**Excerpt to read**
"""

The Comic: One of the best, most complex, least-likable protagonists in all of comics, Dream of the Endless has more names than anyone could ever list and a new face for everyone who encounters him. Though he is generally depicted as a tall, thin young man with chalk-white skin and infinite pools of inky shadow instead of eyes, Dream’s appearance is subject to change depending on who’s looking on him. The same is true of his personality, depending on what story is being told and who’s doing the telling. By turns, Dream can be a beatific font of wisdom or a petulant child; a being of infinite patience and mercy or a temperamental, impulsive brat; an upright and caring monarch, or a sullen, capricious god. He is totally alien, yet somehow simultaneously achingly human. While his is the most nebulous and impermanent of domains, Dream himself is utterly rigid in his behaviors and duties, consumed by his responsibilities to a degree that even his siblings find off-putting. Dream’s relationship with humanity is equally complex: sometimes he delights in our follies and imaginings, while other times he seems to regard individual human lives as scum he might pick from between his toes.

By the conclusion of the first two volumes of The Sandman, Dream has recovered enough from his long captivity and the resultant destruction of his realm that he thinks it possible to slip back into his old life. But the consequences of his captivity, his actions upon escaping captivity, and the various sins of his past will only continue to manifest as the saga proceeds.

The Change: Well, for starters, he has eyes. And Tom Sturridge is pale like human beings are pale, not like a phantasm haunting the rest of the cast, which would be a more comic-accurate rendering of Morpheus. Hashtag not my Sandman.

Sturridge capably inhabits the many shades of Morpheus. Just by the way he holds his head or quirks his mouth, he can go from an unearthly, regal bearing to seeming like a prissy little shit you just can’t wait to smack. The show radically downplays the most unpleasant aspects of Morpheus, with an added layer of vulnerability inherent to Sturridge being a human being and not a spectral visitor from beyond the grave. This Morpheus cries when he’s upset, laughs and smiles much more freely than he ever did on the page, and is rather shockingly quick to apologize and offer contrition when he’s in the wrong.

After reading hundreds of pages of Sandman stories, Dream remains endlessly (wink) out of focus, forever unknowable no matter how much we learn about him. By the end of these ten episodes, audiences have a pretty comprehensive idea of who this guy is and what makes him tick.

"""

**Required work**
- A) Decide whether each statement below agrees with the excerpt on Dream. Answer yes or no for each, and quote the words from the excerpt that settle it.
(i) In the comic, Dream is generally shown with pools of shadow where his eyes should be.
(ii) The show makes the most unpleasant sides of Morpheus more prominent.
(iii) The show runs for ten episodes.
- B) Answer these questions using the excerpt on Dream:
(i) Who finds Dream's absorption in his responsibilities off-putting?
(ii) By the end of which volumes does Dream think he can slip back into his old life?
(iii) Which actor plays Morpheus in the show?
- C) From the excerpt on Dream, return the passage that starts at "The Change: Well, for" and ends at "in the wrong.", copied word for word.

**Dataset rows**
"""

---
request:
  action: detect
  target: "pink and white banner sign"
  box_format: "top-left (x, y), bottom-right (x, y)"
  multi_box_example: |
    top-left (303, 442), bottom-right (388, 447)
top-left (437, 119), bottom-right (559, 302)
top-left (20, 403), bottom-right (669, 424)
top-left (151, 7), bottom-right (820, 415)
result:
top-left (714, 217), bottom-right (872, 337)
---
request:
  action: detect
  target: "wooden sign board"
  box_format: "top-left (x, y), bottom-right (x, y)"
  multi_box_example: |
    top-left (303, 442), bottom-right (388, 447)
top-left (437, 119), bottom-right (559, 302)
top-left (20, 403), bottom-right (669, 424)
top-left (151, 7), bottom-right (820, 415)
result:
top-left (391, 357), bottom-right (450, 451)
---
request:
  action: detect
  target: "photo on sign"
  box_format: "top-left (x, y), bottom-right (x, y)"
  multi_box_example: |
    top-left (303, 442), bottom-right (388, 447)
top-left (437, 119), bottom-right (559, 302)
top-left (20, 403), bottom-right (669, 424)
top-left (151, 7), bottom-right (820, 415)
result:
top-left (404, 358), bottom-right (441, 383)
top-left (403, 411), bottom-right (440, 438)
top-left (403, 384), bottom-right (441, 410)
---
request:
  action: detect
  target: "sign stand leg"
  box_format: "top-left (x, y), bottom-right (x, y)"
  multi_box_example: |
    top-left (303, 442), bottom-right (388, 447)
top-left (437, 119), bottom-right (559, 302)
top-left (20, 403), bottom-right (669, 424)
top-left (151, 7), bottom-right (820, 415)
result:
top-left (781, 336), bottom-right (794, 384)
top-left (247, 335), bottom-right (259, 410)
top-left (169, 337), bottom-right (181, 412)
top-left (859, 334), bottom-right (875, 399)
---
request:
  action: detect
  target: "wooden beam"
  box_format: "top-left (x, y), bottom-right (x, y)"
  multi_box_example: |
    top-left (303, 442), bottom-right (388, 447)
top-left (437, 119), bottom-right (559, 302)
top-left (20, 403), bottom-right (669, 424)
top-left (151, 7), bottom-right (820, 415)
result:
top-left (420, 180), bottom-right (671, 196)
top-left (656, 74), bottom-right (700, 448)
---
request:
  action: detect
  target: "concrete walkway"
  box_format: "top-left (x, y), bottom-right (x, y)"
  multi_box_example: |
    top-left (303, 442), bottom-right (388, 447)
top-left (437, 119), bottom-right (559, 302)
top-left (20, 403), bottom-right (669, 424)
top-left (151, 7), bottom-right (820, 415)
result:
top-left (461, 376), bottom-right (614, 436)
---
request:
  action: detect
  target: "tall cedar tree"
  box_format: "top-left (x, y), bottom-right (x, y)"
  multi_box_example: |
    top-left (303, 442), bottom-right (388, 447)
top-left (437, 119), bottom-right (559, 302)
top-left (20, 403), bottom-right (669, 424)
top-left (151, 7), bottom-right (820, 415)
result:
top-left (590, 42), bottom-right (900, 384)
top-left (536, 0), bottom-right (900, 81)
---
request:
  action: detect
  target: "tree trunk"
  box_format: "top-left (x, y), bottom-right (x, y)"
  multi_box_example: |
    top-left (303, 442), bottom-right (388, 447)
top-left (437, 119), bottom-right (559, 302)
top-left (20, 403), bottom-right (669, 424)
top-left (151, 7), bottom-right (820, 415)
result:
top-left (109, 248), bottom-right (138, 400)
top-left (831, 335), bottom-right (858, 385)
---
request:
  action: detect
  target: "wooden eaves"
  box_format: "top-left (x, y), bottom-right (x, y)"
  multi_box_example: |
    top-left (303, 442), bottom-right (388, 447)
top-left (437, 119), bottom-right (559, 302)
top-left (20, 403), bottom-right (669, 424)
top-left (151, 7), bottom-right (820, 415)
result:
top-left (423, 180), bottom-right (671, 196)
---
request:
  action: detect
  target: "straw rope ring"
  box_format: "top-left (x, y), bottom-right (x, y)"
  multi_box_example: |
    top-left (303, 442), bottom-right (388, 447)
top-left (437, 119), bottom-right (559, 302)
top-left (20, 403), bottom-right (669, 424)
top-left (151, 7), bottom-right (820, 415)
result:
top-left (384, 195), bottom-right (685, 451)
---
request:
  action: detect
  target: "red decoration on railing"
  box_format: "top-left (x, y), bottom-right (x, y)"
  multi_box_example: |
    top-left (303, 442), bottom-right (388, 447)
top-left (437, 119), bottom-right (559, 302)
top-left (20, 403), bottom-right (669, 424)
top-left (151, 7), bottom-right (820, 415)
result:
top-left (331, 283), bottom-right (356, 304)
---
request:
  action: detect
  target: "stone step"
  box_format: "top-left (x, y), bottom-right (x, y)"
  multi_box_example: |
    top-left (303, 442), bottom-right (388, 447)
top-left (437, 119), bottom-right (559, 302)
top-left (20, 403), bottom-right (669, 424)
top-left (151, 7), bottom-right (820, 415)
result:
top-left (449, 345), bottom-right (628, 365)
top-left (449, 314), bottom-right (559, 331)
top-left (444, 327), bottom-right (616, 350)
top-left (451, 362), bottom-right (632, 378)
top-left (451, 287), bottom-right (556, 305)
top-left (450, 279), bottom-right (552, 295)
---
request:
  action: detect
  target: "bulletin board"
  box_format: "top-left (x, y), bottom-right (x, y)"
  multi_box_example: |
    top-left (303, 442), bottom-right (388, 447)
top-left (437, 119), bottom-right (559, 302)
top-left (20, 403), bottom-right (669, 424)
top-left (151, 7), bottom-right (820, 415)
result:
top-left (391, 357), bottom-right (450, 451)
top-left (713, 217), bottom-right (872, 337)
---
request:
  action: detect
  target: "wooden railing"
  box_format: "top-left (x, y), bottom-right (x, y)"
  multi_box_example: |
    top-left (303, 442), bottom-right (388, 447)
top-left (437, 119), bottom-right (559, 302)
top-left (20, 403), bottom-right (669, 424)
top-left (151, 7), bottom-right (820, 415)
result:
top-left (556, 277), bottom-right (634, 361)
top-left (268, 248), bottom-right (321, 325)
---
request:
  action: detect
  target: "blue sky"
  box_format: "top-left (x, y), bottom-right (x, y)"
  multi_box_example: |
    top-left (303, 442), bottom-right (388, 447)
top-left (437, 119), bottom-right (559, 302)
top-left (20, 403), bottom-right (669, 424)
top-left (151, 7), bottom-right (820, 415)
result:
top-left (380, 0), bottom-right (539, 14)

"""

**Responses to the tasks**
- A)
(i) Yes: "infinite pools of inky shadow instead of eyes"
(ii) No: "The show radically downplays the most unpleasant aspects of Morpheus"
(iii) Yes: "By the end of these ten episodes"

- B)
(i) His siblings
(ii) The first two volumes of The Sandman
(iii) Tom Sturridge

- C)
The Change: Well, for starters, he has eyes. And Tom Sturridge is pale like human beings are pale, not like a phantasm haunting the rest of the cast, which would be a more comic-accurate rendering of Morpheus. Hashtag not my Sandman.

Sturridge capably inhabits the many shades of Morpheus. Just by the way he holds his head or quirks his mouth, he can go from an unearthly, regal bearing to seeming like a prissy little shit you just can’t wait to smack. The show radically downplays the most unpleasant aspects of Morpheus, with an added layer of vulnerability inherent to Sturridge being a human being and not a spectral visitor from beyond the grave. This Morpheus cries when he’s upset, laughs and smiles much more freely than he ever did on the page, and is rather shockingly quick to apologize and offer contrition when he’s in the wrong.